* start Records for this task *

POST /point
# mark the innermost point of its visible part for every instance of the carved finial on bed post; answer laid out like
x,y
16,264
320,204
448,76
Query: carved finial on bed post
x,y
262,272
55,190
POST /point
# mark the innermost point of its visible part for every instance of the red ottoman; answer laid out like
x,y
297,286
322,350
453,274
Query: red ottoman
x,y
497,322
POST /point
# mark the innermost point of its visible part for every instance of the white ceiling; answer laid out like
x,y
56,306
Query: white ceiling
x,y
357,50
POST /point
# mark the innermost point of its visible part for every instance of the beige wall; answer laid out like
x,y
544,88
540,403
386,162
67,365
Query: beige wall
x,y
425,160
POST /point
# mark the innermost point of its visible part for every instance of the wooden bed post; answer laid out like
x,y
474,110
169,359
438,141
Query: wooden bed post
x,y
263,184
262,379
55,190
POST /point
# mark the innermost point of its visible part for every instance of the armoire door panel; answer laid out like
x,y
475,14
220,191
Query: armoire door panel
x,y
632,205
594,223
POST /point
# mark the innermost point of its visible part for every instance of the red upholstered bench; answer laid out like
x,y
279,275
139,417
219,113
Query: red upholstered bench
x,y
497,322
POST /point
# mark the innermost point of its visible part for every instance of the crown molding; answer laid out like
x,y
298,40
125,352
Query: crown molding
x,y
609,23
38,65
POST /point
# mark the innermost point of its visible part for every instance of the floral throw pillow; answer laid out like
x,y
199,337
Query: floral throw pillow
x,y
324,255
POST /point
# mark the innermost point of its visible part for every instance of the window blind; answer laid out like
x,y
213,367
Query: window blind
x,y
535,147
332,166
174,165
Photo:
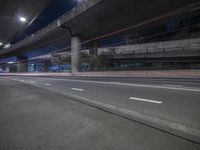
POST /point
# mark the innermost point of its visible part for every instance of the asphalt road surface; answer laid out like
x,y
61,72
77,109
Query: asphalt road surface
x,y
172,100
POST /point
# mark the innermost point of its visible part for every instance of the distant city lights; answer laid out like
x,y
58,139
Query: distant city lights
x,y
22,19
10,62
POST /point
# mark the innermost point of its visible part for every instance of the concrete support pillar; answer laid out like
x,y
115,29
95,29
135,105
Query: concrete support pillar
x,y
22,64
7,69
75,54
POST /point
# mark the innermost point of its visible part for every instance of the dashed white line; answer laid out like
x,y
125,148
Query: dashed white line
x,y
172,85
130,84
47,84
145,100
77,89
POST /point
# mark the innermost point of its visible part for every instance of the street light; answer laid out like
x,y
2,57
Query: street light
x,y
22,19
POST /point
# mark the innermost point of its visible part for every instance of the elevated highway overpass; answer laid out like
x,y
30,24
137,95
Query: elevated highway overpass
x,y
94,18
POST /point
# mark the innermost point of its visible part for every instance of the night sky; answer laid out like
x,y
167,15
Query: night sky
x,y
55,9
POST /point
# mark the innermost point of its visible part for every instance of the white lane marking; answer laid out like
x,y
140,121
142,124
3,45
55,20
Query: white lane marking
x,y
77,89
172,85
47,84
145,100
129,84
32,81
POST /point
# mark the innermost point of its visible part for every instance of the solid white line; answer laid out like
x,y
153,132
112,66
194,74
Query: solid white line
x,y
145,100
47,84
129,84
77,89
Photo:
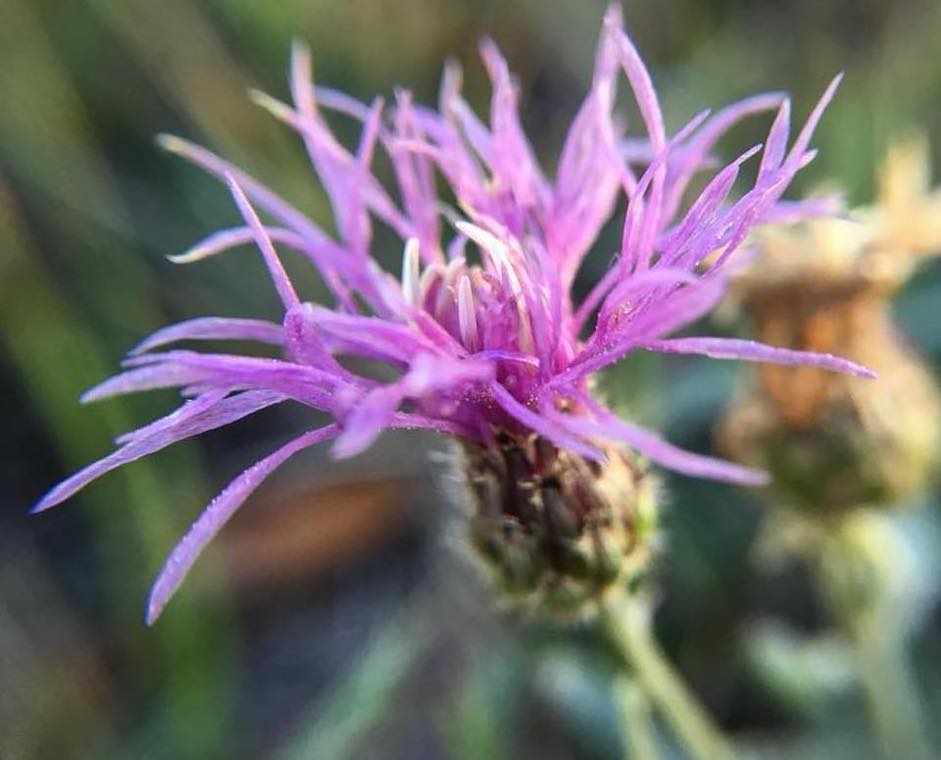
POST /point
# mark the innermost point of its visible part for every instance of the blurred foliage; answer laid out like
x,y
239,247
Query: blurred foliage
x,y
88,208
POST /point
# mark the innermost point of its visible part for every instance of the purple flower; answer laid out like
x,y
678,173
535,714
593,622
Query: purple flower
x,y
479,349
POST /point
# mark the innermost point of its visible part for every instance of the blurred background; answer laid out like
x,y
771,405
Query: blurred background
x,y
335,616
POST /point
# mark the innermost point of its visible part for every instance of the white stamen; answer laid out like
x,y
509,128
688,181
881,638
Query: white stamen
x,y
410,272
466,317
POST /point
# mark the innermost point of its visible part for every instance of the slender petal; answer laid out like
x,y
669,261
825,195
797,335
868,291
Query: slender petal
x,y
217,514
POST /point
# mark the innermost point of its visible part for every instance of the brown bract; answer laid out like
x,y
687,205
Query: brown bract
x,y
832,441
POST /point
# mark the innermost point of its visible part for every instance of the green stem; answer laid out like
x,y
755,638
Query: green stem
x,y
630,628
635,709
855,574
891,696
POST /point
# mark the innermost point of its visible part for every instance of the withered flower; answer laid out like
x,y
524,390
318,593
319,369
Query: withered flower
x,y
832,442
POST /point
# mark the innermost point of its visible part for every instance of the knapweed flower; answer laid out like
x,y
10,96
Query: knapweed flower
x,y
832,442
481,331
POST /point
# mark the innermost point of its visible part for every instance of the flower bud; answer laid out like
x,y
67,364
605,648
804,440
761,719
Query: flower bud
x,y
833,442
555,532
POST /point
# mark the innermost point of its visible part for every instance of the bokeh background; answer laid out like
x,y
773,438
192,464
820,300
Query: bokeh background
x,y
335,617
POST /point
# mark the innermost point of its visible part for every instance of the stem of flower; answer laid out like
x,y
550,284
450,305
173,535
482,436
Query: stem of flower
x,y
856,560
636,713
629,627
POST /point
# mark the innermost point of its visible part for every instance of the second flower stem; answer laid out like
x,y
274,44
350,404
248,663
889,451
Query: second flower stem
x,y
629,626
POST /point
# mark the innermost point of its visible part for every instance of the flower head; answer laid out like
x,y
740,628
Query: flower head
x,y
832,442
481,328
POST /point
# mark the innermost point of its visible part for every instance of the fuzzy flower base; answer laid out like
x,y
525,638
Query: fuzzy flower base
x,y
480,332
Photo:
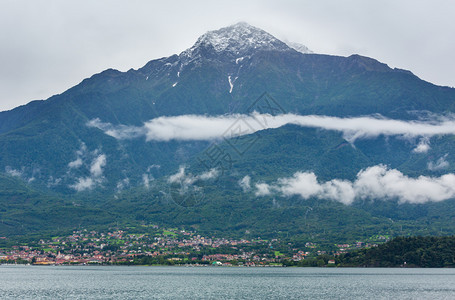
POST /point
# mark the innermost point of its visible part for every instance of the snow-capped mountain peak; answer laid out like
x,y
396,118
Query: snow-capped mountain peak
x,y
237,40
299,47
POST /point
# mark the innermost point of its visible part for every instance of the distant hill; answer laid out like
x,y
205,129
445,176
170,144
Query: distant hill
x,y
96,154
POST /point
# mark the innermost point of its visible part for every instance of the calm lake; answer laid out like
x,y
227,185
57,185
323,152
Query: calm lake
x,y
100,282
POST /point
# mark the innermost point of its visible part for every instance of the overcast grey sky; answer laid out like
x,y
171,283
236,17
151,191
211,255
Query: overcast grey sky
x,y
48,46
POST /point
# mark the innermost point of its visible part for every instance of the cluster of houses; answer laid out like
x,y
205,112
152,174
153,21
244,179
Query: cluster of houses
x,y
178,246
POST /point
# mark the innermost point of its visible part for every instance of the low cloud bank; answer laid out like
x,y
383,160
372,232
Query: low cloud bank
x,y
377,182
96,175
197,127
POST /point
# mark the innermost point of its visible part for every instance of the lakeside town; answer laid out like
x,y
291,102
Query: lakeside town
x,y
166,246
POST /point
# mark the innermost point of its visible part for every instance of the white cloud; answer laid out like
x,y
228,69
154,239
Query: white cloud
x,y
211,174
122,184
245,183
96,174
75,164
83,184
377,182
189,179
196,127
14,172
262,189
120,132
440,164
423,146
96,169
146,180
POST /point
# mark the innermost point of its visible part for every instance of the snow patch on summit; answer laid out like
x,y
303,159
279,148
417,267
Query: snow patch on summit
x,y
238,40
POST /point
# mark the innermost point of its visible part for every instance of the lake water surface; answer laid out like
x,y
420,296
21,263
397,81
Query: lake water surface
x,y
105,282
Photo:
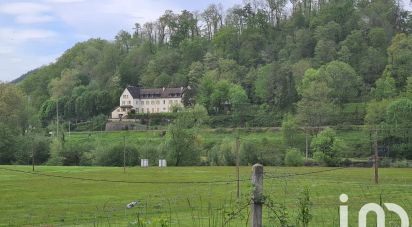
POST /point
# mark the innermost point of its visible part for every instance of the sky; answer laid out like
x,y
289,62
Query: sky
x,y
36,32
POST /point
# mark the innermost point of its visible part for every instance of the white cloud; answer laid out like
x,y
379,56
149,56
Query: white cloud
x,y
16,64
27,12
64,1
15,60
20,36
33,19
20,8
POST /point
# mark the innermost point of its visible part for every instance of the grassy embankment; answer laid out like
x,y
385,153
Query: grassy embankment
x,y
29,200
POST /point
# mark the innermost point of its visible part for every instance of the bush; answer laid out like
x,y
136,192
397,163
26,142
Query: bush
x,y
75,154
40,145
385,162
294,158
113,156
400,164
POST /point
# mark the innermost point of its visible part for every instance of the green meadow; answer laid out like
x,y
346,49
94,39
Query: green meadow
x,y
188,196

* end Records for this task *

What is needed
From the data above, keep only the lines containing the string "knapweed". Treat uppercase and lowercase as distinct when matching.

Output of the exercise
# mark the innermost point of its visible part for every instance of the knapweed flower; answer laid out like
Query: knapweed flower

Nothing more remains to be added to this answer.